* [Task description]:
How many lines in the records below contain the string "instance"? Give only the number.

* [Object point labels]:
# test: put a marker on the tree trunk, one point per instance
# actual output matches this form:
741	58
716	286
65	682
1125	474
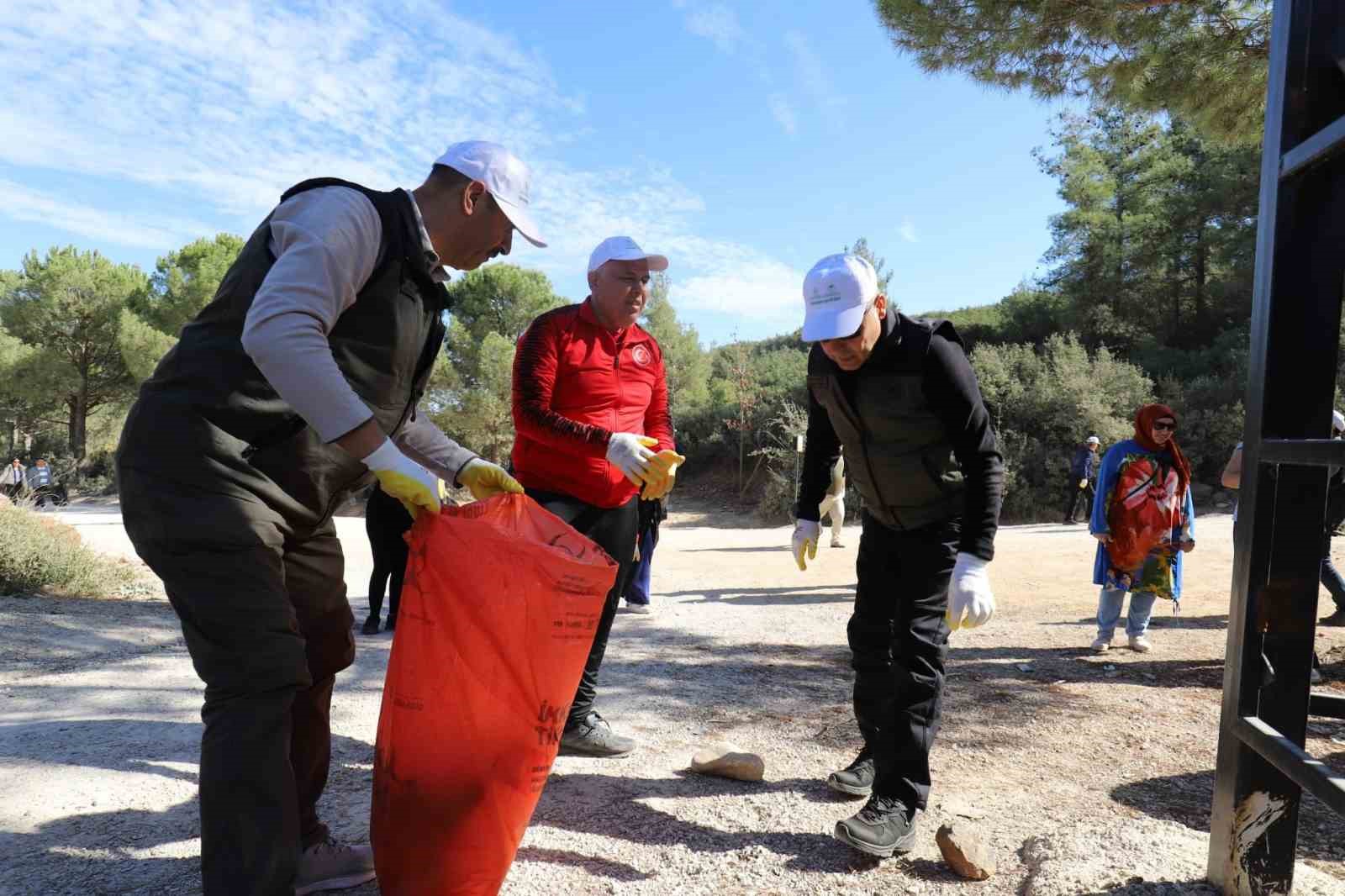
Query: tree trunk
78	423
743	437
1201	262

==

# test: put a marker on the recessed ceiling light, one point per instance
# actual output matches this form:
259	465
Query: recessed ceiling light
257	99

* [Solution to this problem]:
2